»»
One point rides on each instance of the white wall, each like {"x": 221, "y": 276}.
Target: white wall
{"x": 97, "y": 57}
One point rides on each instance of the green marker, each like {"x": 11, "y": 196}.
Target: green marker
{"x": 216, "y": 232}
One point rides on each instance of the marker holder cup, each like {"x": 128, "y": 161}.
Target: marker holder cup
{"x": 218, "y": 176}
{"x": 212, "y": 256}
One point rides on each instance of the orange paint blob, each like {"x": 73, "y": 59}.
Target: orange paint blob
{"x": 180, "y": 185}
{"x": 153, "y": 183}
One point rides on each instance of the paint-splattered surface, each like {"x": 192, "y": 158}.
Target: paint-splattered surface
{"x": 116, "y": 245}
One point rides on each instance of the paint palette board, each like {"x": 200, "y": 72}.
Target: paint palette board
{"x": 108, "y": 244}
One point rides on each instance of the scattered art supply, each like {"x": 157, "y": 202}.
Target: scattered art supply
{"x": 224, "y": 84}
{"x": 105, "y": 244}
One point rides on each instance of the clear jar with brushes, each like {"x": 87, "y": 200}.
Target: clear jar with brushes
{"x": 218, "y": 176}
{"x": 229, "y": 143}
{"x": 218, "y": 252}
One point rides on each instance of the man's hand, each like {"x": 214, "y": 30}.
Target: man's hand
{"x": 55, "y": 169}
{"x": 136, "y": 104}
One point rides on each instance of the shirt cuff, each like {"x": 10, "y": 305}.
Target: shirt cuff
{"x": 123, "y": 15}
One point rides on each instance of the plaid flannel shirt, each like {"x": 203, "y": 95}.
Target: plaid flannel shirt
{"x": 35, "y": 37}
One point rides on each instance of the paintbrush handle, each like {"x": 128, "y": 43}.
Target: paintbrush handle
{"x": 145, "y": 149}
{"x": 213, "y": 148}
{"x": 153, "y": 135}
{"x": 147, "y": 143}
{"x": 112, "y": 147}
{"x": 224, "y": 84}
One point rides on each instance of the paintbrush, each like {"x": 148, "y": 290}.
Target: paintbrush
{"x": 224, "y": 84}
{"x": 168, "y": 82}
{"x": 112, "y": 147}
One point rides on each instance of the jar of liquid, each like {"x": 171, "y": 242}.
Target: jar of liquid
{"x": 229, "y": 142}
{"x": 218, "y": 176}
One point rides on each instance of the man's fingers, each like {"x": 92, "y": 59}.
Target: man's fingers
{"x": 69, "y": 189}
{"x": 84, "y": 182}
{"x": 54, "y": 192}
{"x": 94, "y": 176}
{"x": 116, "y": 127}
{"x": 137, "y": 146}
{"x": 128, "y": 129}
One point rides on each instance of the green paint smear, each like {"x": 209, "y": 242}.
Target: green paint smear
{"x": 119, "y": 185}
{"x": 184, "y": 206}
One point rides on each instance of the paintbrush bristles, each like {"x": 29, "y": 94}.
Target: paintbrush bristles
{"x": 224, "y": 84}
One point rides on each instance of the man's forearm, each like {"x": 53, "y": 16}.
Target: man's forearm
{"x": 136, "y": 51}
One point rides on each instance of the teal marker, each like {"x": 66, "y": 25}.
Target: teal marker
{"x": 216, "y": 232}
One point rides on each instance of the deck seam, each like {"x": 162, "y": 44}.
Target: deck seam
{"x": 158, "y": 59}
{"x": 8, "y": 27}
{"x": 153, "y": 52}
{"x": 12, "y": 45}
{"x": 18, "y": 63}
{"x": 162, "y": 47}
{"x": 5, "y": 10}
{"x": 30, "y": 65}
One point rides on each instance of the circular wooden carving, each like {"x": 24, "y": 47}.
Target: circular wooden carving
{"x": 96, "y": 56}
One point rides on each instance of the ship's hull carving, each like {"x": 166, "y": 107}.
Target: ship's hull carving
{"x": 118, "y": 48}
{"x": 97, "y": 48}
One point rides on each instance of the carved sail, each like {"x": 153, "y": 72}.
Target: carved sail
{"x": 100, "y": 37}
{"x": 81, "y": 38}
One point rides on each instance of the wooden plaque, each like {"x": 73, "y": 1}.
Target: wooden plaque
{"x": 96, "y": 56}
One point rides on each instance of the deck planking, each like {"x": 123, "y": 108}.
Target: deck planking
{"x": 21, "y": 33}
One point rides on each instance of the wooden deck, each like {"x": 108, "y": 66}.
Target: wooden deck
««
### YOUR OBJECTIVE
Would you output the material above once more, exactly as given?

### RESPONSE TO THIS EXERCISE
One point rides on each instance of the white wall, each like {"x": 221, "y": 276}.
Target: white wall
{"x": 97, "y": 57}
One point rides on each instance of the green marker, each like {"x": 11, "y": 196}.
Target: green marker
{"x": 216, "y": 232}
One point rides on each instance of the marker holder cup, each like {"x": 128, "y": 161}.
Target: marker holder cup
{"x": 218, "y": 176}
{"x": 212, "y": 256}
One point rides on each instance of the orange paint blob, each like {"x": 73, "y": 59}.
Target: orange paint blob
{"x": 180, "y": 185}
{"x": 153, "y": 183}
One point rides on each instance of the paint-splattered surface, each like {"x": 192, "y": 158}.
Target: paint-splattered surface
{"x": 116, "y": 245}
One point rides on each instance of the paint palette board, each like {"x": 200, "y": 72}.
Target: paint palette board
{"x": 108, "y": 244}
One point rides on each instance of the scattered art supply, each like {"x": 157, "y": 202}.
Target: scattered art supply
{"x": 224, "y": 84}
{"x": 105, "y": 244}
One point rides on each instance of the clear jar with brushes, each like {"x": 87, "y": 200}.
Target: clear jar with brushes
{"x": 218, "y": 176}
{"x": 229, "y": 143}
{"x": 218, "y": 252}
One point rides on each instance of the man's hand, each like {"x": 214, "y": 30}.
Target: man's hand
{"x": 55, "y": 169}
{"x": 136, "y": 104}
One point rides on each instance of the shirt cuff, each like {"x": 10, "y": 305}.
Target: shirt cuff
{"x": 123, "y": 15}
One point rides on each instance of the plaid flannel shirt, each like {"x": 203, "y": 95}.
Target: plaid flannel shirt
{"x": 35, "y": 37}
One point rides on each instance of the paintbrush handle, each like {"x": 128, "y": 43}.
Target: paintbrush handle
{"x": 145, "y": 149}
{"x": 213, "y": 148}
{"x": 153, "y": 135}
{"x": 147, "y": 143}
{"x": 112, "y": 147}
{"x": 224, "y": 84}
One point rides on each instance of the paintbrush, each like {"x": 148, "y": 290}.
Target: paintbrush
{"x": 224, "y": 84}
{"x": 168, "y": 82}
{"x": 112, "y": 147}
One point rides on each instance of the jar of liquid, each like {"x": 171, "y": 242}.
Target: jar of liquid
{"x": 229, "y": 142}
{"x": 218, "y": 176}
One point rides on each instance of the man's fingers, each like {"x": 92, "y": 59}.
Target: man's fingers
{"x": 69, "y": 189}
{"x": 84, "y": 182}
{"x": 54, "y": 192}
{"x": 94, "y": 176}
{"x": 116, "y": 127}
{"x": 137, "y": 146}
{"x": 128, "y": 129}
One point rides on each instance of the green paint smear, each like {"x": 209, "y": 242}.
Target: green paint smear
{"x": 119, "y": 185}
{"x": 184, "y": 206}
One point rides on each instance of the paintbrush bristles, each like {"x": 29, "y": 94}.
Target: paintbrush bristles
{"x": 224, "y": 84}
One point rides on each instance of the man's forearm, each like {"x": 53, "y": 16}.
Target: man's forearm
{"x": 136, "y": 51}
One point rides on each instance of the teal marker, each like {"x": 66, "y": 25}.
Target: teal marker
{"x": 216, "y": 232}
One point rides on each instance of the deck seam, each like {"x": 162, "y": 44}.
Target: deck seam
{"x": 158, "y": 59}
{"x": 8, "y": 27}
{"x": 153, "y": 52}
{"x": 12, "y": 45}
{"x": 18, "y": 63}
{"x": 162, "y": 47}
{"x": 5, "y": 10}
{"x": 30, "y": 65}
One point rides on each instance of the circular wooden carving, each like {"x": 24, "y": 47}.
Target: circular wooden carving
{"x": 96, "y": 56}
One point rides on each instance of the ship's hull carving, each like {"x": 166, "y": 107}.
Target: ship's hull carving
{"x": 118, "y": 48}
{"x": 97, "y": 48}
One point rides on each instance of the carved sail, each like {"x": 153, "y": 72}.
Target: carved sail
{"x": 100, "y": 37}
{"x": 81, "y": 38}
One point rides on each instance of the wooden plaque, each like {"x": 73, "y": 1}.
Target: wooden plaque
{"x": 96, "y": 56}
One point rides on each instance of the deck planking, each like {"x": 123, "y": 108}.
Target: deck planking
{"x": 21, "y": 33}
One point rides on each instance of the wooden deck, each like {"x": 108, "y": 66}.
Target: wooden deck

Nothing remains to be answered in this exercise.